» **Exercise prompt**:
Starting at the first line and ending at the last, repeat the material word for word.

» **Input data**:
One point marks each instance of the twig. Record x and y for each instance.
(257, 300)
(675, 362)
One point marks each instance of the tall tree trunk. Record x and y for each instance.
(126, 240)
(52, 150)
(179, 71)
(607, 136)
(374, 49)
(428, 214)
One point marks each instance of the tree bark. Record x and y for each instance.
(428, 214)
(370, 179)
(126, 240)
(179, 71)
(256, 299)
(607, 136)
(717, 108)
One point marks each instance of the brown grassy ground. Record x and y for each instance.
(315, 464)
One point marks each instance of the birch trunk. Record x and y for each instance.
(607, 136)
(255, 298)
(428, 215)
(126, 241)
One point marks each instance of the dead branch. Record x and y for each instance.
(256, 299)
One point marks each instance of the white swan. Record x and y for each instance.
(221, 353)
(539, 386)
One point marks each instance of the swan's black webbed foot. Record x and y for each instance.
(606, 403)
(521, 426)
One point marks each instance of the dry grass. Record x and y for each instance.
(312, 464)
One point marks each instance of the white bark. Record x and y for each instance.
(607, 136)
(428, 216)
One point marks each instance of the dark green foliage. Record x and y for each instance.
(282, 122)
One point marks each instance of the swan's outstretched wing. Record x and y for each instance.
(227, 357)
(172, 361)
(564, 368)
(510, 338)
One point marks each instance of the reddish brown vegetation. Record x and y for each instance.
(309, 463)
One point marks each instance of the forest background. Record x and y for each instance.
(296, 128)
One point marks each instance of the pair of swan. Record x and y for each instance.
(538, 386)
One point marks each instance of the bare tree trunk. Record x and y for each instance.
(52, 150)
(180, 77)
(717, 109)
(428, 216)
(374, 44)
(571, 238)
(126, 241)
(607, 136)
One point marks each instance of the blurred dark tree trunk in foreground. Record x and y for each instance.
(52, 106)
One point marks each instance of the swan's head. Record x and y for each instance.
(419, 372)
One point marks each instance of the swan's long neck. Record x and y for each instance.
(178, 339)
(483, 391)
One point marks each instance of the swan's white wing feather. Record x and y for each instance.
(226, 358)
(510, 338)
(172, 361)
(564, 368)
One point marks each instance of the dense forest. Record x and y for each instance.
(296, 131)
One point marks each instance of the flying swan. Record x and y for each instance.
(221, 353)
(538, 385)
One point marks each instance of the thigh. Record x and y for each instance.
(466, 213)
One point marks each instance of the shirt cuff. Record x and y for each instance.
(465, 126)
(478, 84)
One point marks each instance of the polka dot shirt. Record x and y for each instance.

» **Result of the task**:
One point marks each instance of the twig. Record x and y for each instance.
(257, 300)
(675, 362)
One point marks each instance of the tall tree trunk. Record x and y for each instance.
(126, 240)
(52, 150)
(179, 71)
(607, 136)
(374, 49)
(428, 214)
One point marks each instance of the tree bark. Record x and y for each instance.
(428, 214)
(370, 179)
(126, 240)
(179, 71)
(256, 299)
(607, 136)
(717, 108)
One point marks each instance of the brown grassy ground. Record x and y for each instance.
(315, 464)
One point marks each instance of the birch trunk. Record x and y for each instance.
(607, 136)
(255, 298)
(428, 215)
(126, 241)
One point marks each instance of the dead branch. Record x and y for each instance.
(256, 299)
One point marks each instance of the white swan. Record x and y for each instance.
(221, 353)
(539, 386)
One point marks each instance of the swan's black webbed foot. Record x and y for each instance.
(606, 403)
(521, 426)
One point marks each instance of the dry grass. Record x and y for each instance.
(312, 464)
One point marks each instance of the white bark. Record x and y for each instance.
(607, 136)
(428, 216)
One point marks each instance of the dark green foliage. Record x and y for each instance.
(282, 122)
One point marks each instance of the swan's outstretched wing. Record x and y for each instance.
(227, 357)
(172, 361)
(564, 368)
(510, 338)
One point marks each instance of the reddish brown vegetation. Record x and y for each instance.
(309, 463)
One point marks each instance of the forest background. Record x and y for each instance.
(296, 128)
One point marks each instance of the pair of swan. Record x and y for each instance.
(538, 386)
One point marks each instance of the bare tree trunk. Record x and y for each instance.
(52, 150)
(180, 77)
(717, 109)
(428, 216)
(374, 44)
(571, 238)
(126, 241)
(607, 136)
One point marks each instance of the blurred dark tree trunk in foreground. Record x and y for each instance.
(52, 106)
One point marks each instance of the swan's head. Record x and y for each instance.
(419, 372)
One point marks each instance of the swan's long neck. Record x and y for each instance.
(178, 339)
(483, 391)
One point marks each instance of the swan's white wing feather. Record x and y for each instance.
(226, 358)
(510, 338)
(172, 361)
(564, 368)
One point marks each instance of the dense forest. Record x and y for each instance.
(296, 131)
One point marks each instance of the flying swan. Record x and y for each instance.
(221, 353)
(538, 385)
One point marks each instance of the thigh. Record x and y for each instance.
(466, 213)
One point marks each instance of the shirt cuff. Record x and y for each instance.
(465, 126)
(478, 84)
One point marks each instance of the polka dot shirt. Record x and y for each instance.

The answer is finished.